[TEXT PROVIDED]
------------------------

AI Across America—Stop #1: Baton Rouge, Louisiana on May 11th

Exposure Scores Tell Us Less Than the Headlines Suggest

May 2026 | Marina Meyjes, Policy Analyst

Exposure Scores Tell Us Less Than the Headlines Suggest

Headlines warning of large-scale job displacement from AI are becoming more frequent and urgent. Much of this coverage centers on a particular method of analysis that seeks to quantify how exposed a particular job is to AI by estimating how much of an occupation’s tasks an AI could conceivably perform. The more tasks AI can do, the greater the exposure, and thus the greater the likelihood that the job could be automated.

But while task-based exposure to AI is a useful signal, it is a far more complex and limited one than the headlines would suggest. Exposure can illuminate that change is likely to occur, but tells little about how that change will actually play out.

Much sharper approaches already exist. Researchers have proposed several alternatives that go beyond exposure scores as a single, headline-grabbing metric, taking into account the direction of change within occupations, task interactions, market dynamics, and how AI is evolving and actually being adopted across the economy. Policymakers should support these approaches and build the institutional infrastructure for coordinated, ongoing measurement that captures the full complexity of how AI is reshaping work.

Measuring Exposure to AI

Most AI exposure research starts with the U.S. Department of Labor’s (DOL) Occupational Information Network (O*NET) database. O*NET catalogues the tasks performed by hundreds of occupations across the economy. For example, according to O*NET, some of the tasks “Paralegals and Legal Assistants” perform include: the regular preparation of affidavits and other documents; filing of pleadings with court clerks; and calling upon witnesses to testify at hearings. Researchers use a variety of techniques to estimate AI exposure based on this information, from scoring each of the tasks within a job against a structured rubric of machine learning criteria to matching AI patent language to occupational task descriptions, or even asking large language models to evaluate their own performance on specific tasks.

These methods all share a common logic: they decompose a job into units (tasks or abilities), assess each unit individually, and combine those assessments into an average score. The greater the overlap between a job's components and what AI can do, the higher the exposure score.

What Exposure Misses

There are several major critiques of using exposure assessments to predict labor market disruption. First, interpretations of exposure scores often conflate the fact of change with the direction of change. As MIT economist David Autor emphasizes, exposure doesn’t predict job loss; it signals that a job will change, but not how.

------------------------

[AVAILABLE DATA]
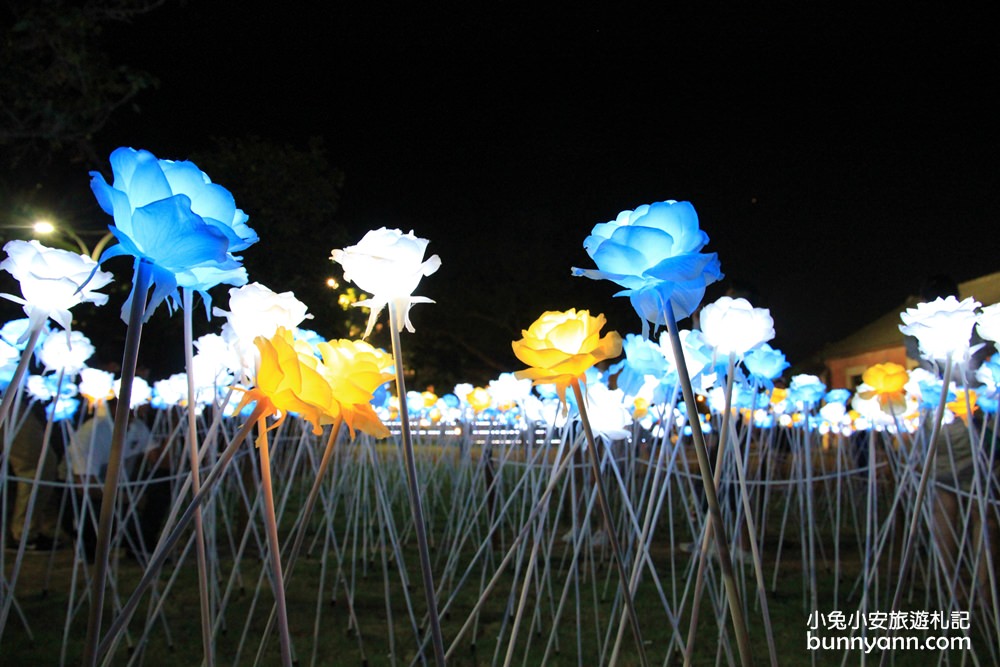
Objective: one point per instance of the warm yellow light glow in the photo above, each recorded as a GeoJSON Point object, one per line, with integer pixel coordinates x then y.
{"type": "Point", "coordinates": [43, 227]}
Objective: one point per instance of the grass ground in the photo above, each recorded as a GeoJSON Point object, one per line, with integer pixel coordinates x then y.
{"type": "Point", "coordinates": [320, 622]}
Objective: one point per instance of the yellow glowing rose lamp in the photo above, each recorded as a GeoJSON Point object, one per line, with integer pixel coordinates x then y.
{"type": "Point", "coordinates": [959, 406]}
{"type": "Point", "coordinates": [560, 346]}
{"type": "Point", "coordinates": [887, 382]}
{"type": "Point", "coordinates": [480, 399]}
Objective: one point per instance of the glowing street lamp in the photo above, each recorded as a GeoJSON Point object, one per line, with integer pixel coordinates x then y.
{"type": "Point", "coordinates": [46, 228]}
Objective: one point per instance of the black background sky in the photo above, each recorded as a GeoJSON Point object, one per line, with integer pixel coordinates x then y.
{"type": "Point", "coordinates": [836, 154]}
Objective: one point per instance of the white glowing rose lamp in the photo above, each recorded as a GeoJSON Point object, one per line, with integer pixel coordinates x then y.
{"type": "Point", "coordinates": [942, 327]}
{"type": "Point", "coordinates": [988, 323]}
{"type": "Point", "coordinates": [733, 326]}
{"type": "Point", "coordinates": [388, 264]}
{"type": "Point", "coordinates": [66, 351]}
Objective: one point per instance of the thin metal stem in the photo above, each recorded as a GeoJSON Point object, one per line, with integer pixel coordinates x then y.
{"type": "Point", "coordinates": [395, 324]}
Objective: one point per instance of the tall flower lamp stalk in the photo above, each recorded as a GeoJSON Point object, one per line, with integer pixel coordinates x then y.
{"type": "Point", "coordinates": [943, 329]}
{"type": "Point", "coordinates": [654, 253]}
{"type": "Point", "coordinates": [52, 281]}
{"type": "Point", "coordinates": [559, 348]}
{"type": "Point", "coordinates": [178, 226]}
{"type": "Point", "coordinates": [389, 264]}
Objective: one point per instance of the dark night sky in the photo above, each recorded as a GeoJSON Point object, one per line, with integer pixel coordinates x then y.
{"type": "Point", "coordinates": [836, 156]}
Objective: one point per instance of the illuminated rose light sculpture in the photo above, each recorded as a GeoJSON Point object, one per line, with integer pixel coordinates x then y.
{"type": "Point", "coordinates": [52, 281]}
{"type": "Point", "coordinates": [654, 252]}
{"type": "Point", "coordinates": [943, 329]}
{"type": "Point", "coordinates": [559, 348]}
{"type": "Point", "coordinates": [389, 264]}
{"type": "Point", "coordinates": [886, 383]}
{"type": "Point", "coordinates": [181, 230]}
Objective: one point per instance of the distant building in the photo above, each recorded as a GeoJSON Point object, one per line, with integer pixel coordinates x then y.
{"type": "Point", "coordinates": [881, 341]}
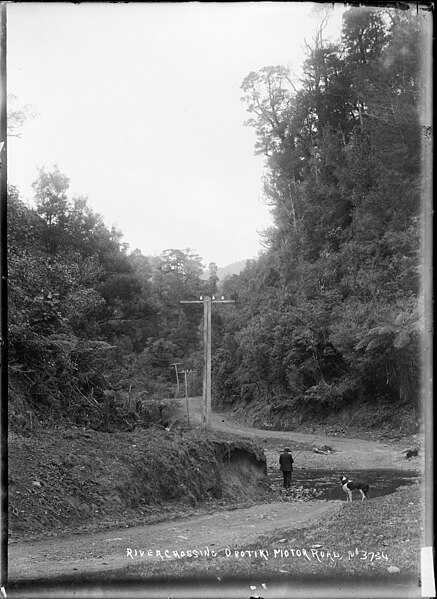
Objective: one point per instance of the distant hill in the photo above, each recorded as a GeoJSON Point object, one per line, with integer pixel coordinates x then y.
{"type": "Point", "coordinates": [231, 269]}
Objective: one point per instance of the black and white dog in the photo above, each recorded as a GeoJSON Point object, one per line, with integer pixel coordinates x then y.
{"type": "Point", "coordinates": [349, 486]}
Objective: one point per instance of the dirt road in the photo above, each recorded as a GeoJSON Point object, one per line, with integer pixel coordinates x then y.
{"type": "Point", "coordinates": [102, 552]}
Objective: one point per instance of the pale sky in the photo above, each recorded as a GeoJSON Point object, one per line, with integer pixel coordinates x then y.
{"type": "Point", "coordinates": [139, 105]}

------------------------

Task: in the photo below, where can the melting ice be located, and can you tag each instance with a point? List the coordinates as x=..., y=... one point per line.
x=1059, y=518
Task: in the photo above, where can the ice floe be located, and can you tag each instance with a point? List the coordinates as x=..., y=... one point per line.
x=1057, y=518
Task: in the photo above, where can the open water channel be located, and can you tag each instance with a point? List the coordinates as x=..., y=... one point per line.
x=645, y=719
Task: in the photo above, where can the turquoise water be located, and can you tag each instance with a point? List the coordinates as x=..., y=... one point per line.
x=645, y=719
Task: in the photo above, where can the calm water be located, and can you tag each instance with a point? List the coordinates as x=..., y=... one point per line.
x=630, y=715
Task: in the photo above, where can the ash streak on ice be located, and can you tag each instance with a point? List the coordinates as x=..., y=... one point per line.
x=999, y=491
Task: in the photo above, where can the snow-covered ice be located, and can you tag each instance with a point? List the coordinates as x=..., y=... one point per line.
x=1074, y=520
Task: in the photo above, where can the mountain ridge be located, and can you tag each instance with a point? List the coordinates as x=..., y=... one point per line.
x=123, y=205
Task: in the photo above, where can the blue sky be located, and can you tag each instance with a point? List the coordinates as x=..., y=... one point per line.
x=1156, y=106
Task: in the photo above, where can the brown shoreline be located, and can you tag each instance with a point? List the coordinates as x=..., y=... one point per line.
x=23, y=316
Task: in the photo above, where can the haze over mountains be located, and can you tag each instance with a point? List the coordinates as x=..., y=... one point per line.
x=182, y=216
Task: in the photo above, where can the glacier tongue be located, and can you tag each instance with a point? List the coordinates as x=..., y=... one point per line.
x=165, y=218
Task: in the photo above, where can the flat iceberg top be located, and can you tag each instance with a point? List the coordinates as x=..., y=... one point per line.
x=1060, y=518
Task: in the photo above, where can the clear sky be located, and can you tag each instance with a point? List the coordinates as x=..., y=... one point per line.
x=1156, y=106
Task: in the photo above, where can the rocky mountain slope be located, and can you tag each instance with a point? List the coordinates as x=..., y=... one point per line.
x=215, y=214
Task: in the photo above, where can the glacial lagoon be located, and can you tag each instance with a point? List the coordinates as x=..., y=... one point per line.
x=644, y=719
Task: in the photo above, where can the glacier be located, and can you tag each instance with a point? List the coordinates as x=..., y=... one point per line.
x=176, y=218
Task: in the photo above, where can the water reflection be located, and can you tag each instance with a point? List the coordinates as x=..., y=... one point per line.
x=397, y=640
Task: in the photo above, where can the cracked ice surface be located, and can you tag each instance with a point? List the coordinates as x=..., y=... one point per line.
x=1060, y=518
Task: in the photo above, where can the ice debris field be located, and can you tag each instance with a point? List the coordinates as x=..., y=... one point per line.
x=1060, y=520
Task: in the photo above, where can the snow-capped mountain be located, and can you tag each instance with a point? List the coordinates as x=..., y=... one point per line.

------------------------

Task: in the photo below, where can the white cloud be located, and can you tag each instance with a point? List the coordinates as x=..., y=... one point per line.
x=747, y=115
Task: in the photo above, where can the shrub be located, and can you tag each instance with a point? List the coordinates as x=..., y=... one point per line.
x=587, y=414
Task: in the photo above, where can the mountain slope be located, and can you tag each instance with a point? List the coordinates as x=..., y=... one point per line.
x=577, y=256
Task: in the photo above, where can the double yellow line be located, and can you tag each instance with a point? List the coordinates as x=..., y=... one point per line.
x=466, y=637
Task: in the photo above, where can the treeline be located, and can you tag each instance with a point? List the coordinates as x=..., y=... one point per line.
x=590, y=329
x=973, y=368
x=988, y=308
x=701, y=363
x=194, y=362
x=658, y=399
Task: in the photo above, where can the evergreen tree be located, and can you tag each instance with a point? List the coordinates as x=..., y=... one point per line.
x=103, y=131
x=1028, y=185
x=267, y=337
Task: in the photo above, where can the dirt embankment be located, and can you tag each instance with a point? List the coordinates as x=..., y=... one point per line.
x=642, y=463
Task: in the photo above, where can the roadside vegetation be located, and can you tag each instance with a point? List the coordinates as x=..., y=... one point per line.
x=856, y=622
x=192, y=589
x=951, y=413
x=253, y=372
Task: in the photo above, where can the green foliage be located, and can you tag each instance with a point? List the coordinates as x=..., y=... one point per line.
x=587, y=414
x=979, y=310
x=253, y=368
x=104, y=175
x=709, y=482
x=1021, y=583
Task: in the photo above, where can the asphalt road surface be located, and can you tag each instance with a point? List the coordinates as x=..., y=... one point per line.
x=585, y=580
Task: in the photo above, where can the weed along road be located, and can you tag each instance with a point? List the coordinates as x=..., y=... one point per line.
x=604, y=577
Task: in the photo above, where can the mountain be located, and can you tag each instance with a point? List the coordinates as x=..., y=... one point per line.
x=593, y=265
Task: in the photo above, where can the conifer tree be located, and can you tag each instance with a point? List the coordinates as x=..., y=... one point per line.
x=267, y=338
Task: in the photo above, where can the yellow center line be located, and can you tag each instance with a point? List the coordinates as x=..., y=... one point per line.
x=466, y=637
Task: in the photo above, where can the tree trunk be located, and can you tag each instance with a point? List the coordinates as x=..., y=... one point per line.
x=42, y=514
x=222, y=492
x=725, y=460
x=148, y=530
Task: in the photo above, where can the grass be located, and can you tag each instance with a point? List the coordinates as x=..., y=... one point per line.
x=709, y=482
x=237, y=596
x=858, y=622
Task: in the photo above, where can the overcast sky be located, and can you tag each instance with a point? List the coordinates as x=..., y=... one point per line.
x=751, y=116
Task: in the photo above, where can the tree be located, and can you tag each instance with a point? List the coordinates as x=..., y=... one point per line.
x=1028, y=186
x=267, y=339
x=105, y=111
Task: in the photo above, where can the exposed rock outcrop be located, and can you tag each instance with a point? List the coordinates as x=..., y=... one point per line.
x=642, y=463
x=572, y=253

------------------------

[WORK ITEM A] In the article on AI exposure scores, write out the part that opens with the words "Most AI exposure" and closes with "on specific tasks.", substituting "sworn statements" for "affidavits".
[WORK ITEM B] Continue the article on AI exposure scores from its final sentence.

[WRITTEN ANSWER A]
Most AI exposure research starts with the U.S. Department of Labor’s (DOL) Occupational Information Network (O*NET) database. O*NET catalogues the tasks performed by hundreds of occupations across the economy. For example, according to O*NET, some of the tasks “Paralegals and Legal Assistants” perform include: the regular preparation of sworn statements and other documents; filing of pleadings with court clerks; and calling upon witnesses to testify at hearings. Researchers use a variety of techniques to estimate AI exposure based on this information, from scoring each of the tasks within a job against a structured rubric of machine learning criteria to matching AI patent language to occupational task descriptions, or even asking large language models to evaluate their own performance on specific tasks.

[WRITTEN ANSWER B]
When AI capabilities overlap with tasks, outcomes can vary widely depending on which tasks are automated. For example, if automation primarily affects routine components of work, roles may become more specialized and indeed contract as firms need fewer workers. If, instead, automation affects more specialized tasks, barriers to entry may fall, and employment in that occupation can actually expand. At the same time, however, downward pressure on wages can occur as those skills lose scarcity value. The latter is still a meaningful economic shift, but reflects dynamic changes in the structure of expertise within occupations rather than straightforward job loss.

Second, exposure scores rest on an inaccurate assumption baked into the methodology: that the tasks that make up a job are independent of each other. But as economists Joshua S. Gans and Avi Goldfarb argue, this isn't the reality in practice. Most exposure scoring methods treat jobs as collections of discrete tasks, scoring each for automatability and then averaging the results. However, tasks within a job aren't independent; they interact, and the effects of automating one ripple through the others. When some tasks within a job get automated, workers tend to spend more time and effort on the ones that remain, often improving their performance on those tasks in turn and raising the bar for further automation. The same logic implies that a job's automatability is defined by its least-automatable task – the bottleneck. As surrounding tasks get automated, that bottleneck becomes more valuable and more difficult to automate, not less.

Third, measurement frameworks aren’t factoring in how the market will respond. University of Chicago economist Alex Imas recently argued that even with a clearer picture of how tasks are exposed and how they interact, exposure still can't tell us how the broader economics will play out. Take productivity, for instance. When AI makes workers in an occupation more productive, that gain doesn't translate directly into job losses or job gains. It has to travel through the market first. Higher productivity can lower costs, which can lower prices, which can shift demand. It's that final step – how demand responds – that actually determines employment outcomes. If lower prices drive a significant increase in demand, firms may hire more workers to meet the demand; if demand barely shifts, fewer workers will be needed to do the same work. Exposure doesn’t speak to this dynamic at all, yet it's a critical piece of what actually determines employment outcomes.

Finally, the dominant exposure scoring methods may be too static for the pace at which AI systems are evolving. AI models continue to develop rapidly, with each new model release tending to improve on the last across a widening range of capability benchmarks. Exposure scores, calibrated to the tasks AI can perform today, therefore run the risk of becoming outdated as those capabilities shift, missing categories of work that may face automation pressure as AI develops. Researchers Philip Tomei and Bouke Klein Teeselink illustrate this in a recent paper, arguing that the tasks AI can be trained to do via reinforcement learning aren't always the same as the tasks current models handle well – meaning the boundaries of what counts as “exposed” can shift in unexpected directions.

Building a Better Measurement Toolkit

Exposure scores are a useful starting point, but as detailed above, much more refined approaches are out there. What's missing is the institutional infrastructure to implement them: expanding what federal agencies already collect, building partnerships with private-sector firms and academic researchers, developing novel approaches to capture AI's real-world adoption, and using legislative frameworks to turn isolated efforts into coordinated measurement.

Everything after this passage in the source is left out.